*Exercise requirements:* Could you write out every one of the entries below word for word, changing nothing?

*Annotation data for object locations:*
* Start *

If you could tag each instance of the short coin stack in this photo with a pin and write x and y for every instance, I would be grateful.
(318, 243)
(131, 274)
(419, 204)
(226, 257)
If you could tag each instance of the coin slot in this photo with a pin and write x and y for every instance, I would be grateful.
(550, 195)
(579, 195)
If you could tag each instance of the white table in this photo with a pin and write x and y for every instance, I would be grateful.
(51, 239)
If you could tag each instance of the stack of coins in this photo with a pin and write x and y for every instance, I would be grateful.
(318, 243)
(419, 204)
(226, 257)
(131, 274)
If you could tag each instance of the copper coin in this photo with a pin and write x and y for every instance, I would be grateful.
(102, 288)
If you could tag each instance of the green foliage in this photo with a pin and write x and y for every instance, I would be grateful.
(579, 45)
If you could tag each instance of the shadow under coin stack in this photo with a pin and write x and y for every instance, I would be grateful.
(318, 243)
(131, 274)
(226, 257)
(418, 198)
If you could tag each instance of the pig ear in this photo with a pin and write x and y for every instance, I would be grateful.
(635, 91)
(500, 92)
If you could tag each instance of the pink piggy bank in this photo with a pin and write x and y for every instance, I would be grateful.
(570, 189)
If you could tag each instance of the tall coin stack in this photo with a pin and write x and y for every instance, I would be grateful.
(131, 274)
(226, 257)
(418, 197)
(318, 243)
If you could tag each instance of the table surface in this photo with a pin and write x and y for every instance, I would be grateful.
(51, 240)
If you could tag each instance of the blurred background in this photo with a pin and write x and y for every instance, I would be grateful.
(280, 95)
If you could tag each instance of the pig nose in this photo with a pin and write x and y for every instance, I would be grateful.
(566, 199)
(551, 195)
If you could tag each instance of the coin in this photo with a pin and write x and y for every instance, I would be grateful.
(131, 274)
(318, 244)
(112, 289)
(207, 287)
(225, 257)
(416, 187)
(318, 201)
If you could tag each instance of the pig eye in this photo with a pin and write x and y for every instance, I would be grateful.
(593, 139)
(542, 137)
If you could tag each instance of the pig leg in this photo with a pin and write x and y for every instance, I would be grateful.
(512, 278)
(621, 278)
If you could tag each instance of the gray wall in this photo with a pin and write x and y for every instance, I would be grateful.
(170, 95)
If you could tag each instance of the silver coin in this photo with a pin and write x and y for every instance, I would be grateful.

* End *

*Solved problem:*
If you could tag each instance of the short coin stack in this photo with a pin and write x and y for every instance, I would be grateful.
(318, 243)
(131, 274)
(419, 204)
(226, 257)
If you could tag each instance of the coin slot in this photo with a pin and write x and y for every instance, I would be grateful.
(550, 195)
(579, 195)
If you could tag each instance of the white table in this photo with a pin and write x and y for every instance, I would be grateful.
(51, 239)
If you could tag each instance of the stack of coins in this photo with a pin and write x and y for every instance, I would be grateful.
(318, 243)
(419, 204)
(226, 257)
(131, 274)
If you could tag each instance of the copper coin in this photo with a pin and write x and y for every instance, I would be grateful.
(102, 288)
If you could tag each instance of the green foliage in this photo with a pin and write x and y for every instance, I would be grateful.
(579, 45)
If you could tag each instance of the shadow under coin stack in this photo with a pin and write x and y for every instance, I would be grateful.
(318, 243)
(131, 274)
(226, 257)
(418, 198)
If you could tag each instance of the pig ear in this photo with a pin and write x and y for every instance, I would be grateful.
(635, 91)
(500, 92)
If you could tag each instance of the pink piggy bank in this photo with a pin and write x and y for every instance, I would be grateful.
(570, 189)
If you could tag each instance of the tall coin stack in this photo with a pin and write x and y for every instance, I would be grateful.
(131, 274)
(226, 257)
(418, 197)
(318, 243)
If you could tag each instance of the table surface in this photo with a pin and write x and y for every instance, I would be grateful.
(51, 240)
If you could tag each instance of the blurred background in this photo with a pin and write x and y for every instance, I would be grateful.
(280, 95)
If you could tag each instance of the pig nose in this photo with a pin and write x and y for every instance, I would be grateful.
(566, 199)
(551, 195)
If you could tag each instance of the coin in this photo with a pin and write x and y for every instance, I would be grateful.
(131, 274)
(318, 244)
(112, 289)
(207, 287)
(225, 257)
(416, 187)
(318, 201)
If you could tag each instance of the pig eye in this photo with a pin and write x and y for every instance, I would be grateful.
(593, 139)
(542, 137)
If you could tag each instance of the pig leg in this photo with a pin and write x and y for every instance, I would be grateful.
(512, 278)
(621, 278)
If you could tag each instance of the gray wall in this photo with a pin and write x and y for every instance, I would be grateful.
(170, 95)
If you could tag each instance of the silver coin in this photo with a pin and write x and y for every instance, I would be grateful.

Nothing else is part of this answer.